WHAT YOU WILL DO:
Produce the lines from the one containing "of the crown" through the end of the material exactly as they appear, both ends included, and leave the pictures out.

DATA IN THIS EXERCISE:
····················

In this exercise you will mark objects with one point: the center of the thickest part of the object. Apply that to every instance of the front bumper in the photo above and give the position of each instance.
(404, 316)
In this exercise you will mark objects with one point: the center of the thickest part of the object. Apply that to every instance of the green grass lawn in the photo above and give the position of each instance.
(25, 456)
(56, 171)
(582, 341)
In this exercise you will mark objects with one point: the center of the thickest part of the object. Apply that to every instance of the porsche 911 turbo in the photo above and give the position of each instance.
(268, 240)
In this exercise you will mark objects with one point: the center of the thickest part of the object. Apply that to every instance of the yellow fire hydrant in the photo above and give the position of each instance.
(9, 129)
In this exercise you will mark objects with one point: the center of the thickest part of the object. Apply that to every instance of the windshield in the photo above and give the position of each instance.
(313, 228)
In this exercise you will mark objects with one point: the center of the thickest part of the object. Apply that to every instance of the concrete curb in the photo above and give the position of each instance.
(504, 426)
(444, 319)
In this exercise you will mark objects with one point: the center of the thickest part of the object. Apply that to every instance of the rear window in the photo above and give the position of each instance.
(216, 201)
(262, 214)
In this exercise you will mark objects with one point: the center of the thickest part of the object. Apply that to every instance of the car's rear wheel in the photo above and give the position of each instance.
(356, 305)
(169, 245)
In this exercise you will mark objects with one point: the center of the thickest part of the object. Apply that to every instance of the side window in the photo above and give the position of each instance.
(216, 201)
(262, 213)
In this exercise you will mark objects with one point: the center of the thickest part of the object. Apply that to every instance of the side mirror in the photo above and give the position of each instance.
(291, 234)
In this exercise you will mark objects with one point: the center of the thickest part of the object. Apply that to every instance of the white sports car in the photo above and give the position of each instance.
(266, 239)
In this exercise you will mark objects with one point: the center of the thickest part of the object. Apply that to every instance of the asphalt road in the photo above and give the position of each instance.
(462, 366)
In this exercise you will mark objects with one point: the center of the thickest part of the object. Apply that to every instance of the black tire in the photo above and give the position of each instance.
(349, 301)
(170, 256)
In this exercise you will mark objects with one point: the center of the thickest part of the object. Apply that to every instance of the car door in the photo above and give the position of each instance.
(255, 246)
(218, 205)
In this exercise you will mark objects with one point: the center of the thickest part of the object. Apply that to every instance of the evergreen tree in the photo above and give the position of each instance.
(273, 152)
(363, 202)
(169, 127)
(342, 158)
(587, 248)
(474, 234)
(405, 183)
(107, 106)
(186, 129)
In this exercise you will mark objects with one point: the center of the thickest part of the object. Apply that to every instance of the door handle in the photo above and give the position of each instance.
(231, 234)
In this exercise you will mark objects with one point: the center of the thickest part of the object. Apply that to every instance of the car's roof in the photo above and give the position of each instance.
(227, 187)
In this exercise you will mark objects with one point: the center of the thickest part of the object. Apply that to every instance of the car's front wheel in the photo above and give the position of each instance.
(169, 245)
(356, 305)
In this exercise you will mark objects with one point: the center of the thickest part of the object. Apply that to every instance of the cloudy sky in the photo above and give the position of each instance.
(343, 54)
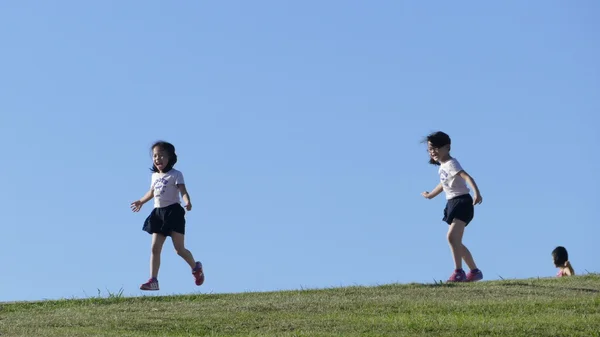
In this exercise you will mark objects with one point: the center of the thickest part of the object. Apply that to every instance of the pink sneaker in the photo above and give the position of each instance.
(458, 276)
(474, 275)
(152, 284)
(198, 273)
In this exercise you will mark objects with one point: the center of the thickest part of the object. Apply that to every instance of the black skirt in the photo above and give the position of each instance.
(460, 208)
(164, 220)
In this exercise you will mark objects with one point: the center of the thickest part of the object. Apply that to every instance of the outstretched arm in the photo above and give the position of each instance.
(477, 199)
(137, 205)
(434, 193)
(186, 196)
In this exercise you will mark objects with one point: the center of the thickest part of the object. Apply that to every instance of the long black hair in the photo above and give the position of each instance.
(437, 140)
(170, 150)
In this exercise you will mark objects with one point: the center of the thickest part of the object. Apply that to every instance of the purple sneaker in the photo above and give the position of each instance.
(152, 284)
(474, 275)
(458, 276)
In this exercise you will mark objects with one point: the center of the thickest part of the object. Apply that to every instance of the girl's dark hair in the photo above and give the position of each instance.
(560, 256)
(170, 150)
(437, 140)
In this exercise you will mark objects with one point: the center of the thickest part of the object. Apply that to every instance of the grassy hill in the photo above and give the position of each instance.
(532, 307)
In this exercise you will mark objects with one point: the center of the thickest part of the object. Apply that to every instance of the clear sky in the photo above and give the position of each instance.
(297, 125)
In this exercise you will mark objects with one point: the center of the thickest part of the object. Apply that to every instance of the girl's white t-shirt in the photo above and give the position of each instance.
(165, 188)
(454, 185)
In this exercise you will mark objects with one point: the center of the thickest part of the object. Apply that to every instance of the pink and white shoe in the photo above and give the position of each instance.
(458, 276)
(474, 275)
(152, 284)
(198, 273)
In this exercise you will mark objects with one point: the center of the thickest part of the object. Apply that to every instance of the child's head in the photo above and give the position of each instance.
(163, 156)
(438, 146)
(560, 256)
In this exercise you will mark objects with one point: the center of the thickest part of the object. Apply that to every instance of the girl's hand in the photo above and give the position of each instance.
(477, 199)
(136, 206)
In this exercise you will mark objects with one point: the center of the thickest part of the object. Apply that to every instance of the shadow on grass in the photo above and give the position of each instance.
(523, 284)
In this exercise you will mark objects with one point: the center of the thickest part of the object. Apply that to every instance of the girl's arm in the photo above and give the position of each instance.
(186, 196)
(477, 199)
(137, 205)
(434, 193)
(149, 195)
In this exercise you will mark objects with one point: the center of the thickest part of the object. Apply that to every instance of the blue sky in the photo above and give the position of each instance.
(297, 126)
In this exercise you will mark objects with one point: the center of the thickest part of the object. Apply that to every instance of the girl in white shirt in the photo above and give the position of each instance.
(459, 209)
(168, 216)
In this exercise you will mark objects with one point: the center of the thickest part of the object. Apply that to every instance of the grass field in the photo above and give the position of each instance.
(531, 307)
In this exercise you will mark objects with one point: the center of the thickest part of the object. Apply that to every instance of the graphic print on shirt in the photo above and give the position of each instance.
(160, 185)
(444, 178)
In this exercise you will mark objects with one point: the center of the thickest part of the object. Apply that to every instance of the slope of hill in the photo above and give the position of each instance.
(531, 307)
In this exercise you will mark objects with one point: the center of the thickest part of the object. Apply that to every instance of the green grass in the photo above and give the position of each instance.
(532, 307)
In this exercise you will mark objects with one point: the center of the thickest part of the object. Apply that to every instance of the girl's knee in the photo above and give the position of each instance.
(156, 249)
(181, 251)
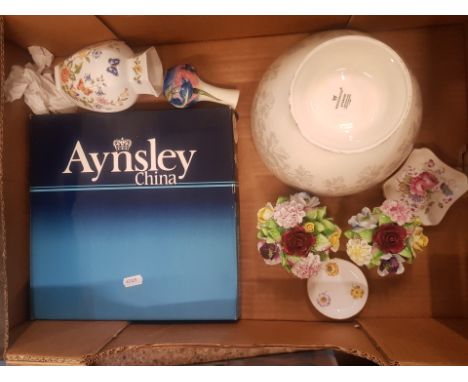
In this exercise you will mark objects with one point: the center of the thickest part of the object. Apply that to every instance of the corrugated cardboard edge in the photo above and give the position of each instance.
(185, 354)
(3, 275)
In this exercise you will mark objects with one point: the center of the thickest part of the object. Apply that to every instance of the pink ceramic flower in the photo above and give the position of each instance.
(307, 267)
(289, 214)
(398, 212)
(419, 185)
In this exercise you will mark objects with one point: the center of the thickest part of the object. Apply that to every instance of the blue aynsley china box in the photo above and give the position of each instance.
(134, 216)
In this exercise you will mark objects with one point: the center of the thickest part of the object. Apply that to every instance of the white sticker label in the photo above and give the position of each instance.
(133, 281)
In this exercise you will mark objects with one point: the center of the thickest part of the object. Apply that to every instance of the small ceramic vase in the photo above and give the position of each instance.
(108, 77)
(427, 186)
(183, 88)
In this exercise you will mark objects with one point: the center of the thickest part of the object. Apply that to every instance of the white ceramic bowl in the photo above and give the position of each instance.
(337, 114)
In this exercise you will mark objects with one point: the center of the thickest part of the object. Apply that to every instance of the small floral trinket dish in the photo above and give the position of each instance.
(339, 290)
(296, 233)
(426, 185)
(385, 237)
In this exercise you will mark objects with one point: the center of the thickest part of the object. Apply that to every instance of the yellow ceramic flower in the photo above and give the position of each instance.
(332, 269)
(420, 240)
(335, 240)
(357, 292)
(265, 213)
(309, 227)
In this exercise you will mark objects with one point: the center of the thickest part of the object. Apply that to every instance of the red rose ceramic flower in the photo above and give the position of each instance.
(390, 238)
(297, 242)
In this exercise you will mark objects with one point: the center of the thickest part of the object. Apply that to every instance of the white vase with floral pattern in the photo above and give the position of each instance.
(108, 77)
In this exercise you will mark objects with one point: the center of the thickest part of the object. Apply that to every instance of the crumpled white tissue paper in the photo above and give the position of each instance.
(36, 83)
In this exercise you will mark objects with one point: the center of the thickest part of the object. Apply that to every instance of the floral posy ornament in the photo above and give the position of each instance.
(296, 233)
(427, 186)
(386, 237)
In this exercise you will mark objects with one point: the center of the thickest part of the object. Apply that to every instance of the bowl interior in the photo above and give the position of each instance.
(350, 93)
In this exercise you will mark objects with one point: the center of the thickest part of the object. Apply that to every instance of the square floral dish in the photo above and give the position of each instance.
(427, 185)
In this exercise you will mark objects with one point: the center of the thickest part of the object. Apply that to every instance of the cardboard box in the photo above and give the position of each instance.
(418, 318)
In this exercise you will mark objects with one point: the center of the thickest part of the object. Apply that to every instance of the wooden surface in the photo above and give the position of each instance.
(175, 29)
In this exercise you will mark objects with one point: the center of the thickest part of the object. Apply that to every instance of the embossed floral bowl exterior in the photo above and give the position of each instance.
(107, 77)
(337, 114)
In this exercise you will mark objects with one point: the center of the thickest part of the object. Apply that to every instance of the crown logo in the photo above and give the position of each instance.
(122, 144)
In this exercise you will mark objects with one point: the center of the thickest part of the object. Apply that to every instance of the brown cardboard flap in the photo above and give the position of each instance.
(138, 30)
(61, 342)
(418, 341)
(62, 35)
(382, 22)
(16, 195)
(214, 341)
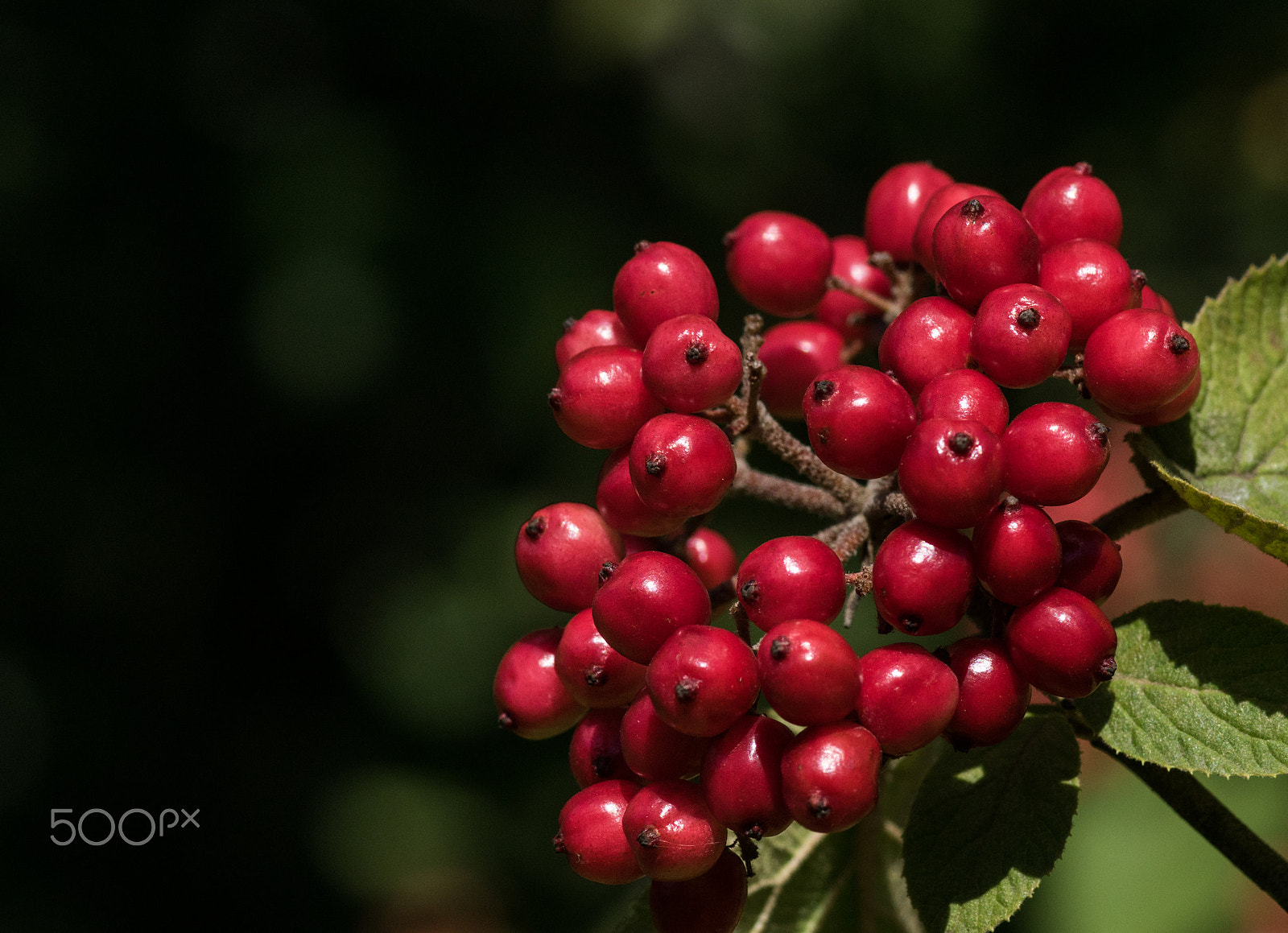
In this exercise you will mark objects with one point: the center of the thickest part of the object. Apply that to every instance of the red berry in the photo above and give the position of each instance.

····················

OUTPUT BELOW:
In this exercise you will mark objects with one point: the center of the thickest part of the object. Apply that to every instance of the crown logo in the photo above and give the position of each instance.
(122, 144)
In this exercise you will mark objects with one point: the center of the thickest part of the object. Apply that to every instance of the brown cardboard flap in the photo above and give the position of each instance.
(138, 30)
(61, 342)
(418, 341)
(62, 35)
(382, 22)
(16, 195)
(214, 341)
In this exercise you will mark objects with one point: the center of the thickest part of the object. Apply that to every instance of the red berry in the photo above and give the position of each instance.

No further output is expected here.